*** Opening of RECORDS ***

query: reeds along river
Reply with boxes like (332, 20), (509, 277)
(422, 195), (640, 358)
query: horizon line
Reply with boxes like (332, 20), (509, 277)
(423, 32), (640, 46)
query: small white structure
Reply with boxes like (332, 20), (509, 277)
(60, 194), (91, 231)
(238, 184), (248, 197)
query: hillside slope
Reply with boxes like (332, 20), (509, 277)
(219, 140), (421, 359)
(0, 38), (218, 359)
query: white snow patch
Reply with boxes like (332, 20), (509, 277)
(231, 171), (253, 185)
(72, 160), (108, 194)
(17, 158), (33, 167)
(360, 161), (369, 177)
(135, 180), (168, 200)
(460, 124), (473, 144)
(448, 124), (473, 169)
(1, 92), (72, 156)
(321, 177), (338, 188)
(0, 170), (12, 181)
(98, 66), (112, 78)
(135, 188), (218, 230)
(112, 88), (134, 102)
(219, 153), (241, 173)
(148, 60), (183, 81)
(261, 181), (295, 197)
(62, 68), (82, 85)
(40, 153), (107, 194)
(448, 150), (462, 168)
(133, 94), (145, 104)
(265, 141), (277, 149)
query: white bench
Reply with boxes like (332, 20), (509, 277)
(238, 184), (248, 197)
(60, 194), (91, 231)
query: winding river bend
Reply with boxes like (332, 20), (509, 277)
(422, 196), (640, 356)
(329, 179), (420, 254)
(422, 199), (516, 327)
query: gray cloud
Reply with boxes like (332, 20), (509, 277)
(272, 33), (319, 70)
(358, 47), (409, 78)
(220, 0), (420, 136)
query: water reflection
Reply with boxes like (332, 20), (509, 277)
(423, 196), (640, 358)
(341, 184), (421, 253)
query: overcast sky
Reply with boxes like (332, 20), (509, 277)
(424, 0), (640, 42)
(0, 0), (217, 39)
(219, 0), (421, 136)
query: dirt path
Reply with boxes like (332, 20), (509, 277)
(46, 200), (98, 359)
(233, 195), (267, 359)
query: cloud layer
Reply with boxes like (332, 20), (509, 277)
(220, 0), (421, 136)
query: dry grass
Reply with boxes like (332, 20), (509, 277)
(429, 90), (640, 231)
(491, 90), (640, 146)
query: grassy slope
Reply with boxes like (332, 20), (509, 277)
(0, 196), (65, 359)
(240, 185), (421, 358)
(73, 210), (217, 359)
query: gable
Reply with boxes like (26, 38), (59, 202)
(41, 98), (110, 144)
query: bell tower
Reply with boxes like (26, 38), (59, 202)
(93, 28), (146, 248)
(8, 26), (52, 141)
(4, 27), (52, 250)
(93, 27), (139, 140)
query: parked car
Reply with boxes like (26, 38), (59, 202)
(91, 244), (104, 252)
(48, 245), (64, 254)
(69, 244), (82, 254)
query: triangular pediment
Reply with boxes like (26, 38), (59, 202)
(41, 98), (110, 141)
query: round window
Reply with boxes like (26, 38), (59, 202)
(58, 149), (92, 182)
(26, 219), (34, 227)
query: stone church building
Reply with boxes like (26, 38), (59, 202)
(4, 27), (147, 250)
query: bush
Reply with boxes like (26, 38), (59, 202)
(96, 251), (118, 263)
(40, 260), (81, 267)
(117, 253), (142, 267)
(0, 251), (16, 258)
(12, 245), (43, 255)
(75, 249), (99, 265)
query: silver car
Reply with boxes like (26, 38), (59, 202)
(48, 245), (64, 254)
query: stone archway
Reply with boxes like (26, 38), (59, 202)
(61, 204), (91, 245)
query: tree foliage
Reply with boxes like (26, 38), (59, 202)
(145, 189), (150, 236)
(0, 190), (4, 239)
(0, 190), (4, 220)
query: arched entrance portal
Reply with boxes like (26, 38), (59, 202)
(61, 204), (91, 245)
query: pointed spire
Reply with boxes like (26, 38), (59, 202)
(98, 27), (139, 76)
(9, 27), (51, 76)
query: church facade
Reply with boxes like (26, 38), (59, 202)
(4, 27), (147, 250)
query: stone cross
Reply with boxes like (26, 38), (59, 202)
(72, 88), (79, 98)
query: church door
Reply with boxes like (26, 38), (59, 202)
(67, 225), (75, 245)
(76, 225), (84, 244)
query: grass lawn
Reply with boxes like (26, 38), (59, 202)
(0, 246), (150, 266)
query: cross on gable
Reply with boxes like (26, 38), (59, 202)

*** Close of RECORDS ***

● WORK ORDER: Your reply must be one number, namely the count of lines above that hold the string "white".

● RESPONSE: 3